* Extrait du document
_ _ _

Comment convaincre cette « zone grise » de la population des quartiers sensibles de basculer du côté de la République plutôt que de rejoindre le camp radicalisé ?

Par-delà les seuls quartiers dits sensibles, il faudrait sans doute que l’Etat rentre à nouveau pleinement dans son rôle de meneur de la cohésion sociale. Ceci, au regard de l’évolution d’une hiérarchisation verticale de notre société, longtemps marquée par une logique de classes, à une horizontalité qui se définit de plus en plus entre les « in » et les « out », intégrés et exclus, facilitant les replis identitaires et la fragmentation de notre société.

Il y a une remobilisation démocratique à réaliser, sur des valeurs communes à défendre et à promouvoir que contient bien notre République, par-delà le culte de l’individualisme contemporain. Une souveraineté populaire qui jusque dans ces quartiers, doit résonner, comme bien commun des plus précieux. Associer, consulter, unifier, en ayant une véritable exigence de réussite collective, s’appuyant sur des valeurs et des règles sûres et partagées, à l’aune d’un idéal démocratique qui ne démente pas l’espoir dont il est redevable.

_ _ _

Dans l'extrait sur les quartiers sensibles, par quelle logique la hiérarchisation verticale de notre société a-t-elle longtemps été marquée ? Les données ci-dessous viennent d'une autre source que l'extrait sur les quartiers sensibles.

* Extrait des données
_ _ _

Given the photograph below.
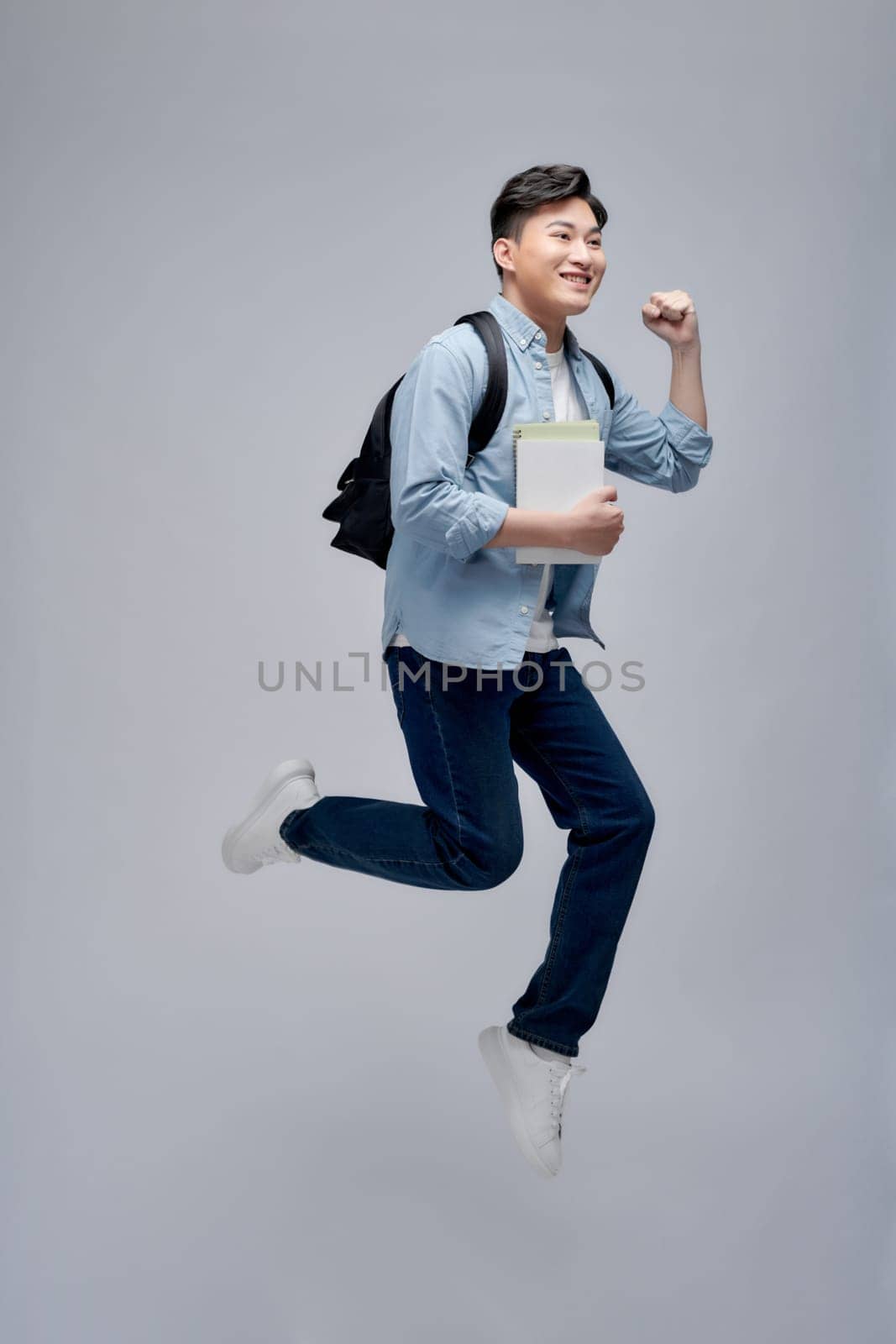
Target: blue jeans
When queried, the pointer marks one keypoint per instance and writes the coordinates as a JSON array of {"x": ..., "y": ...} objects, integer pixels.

_ _ _

* Réponse
Par une logique de classes.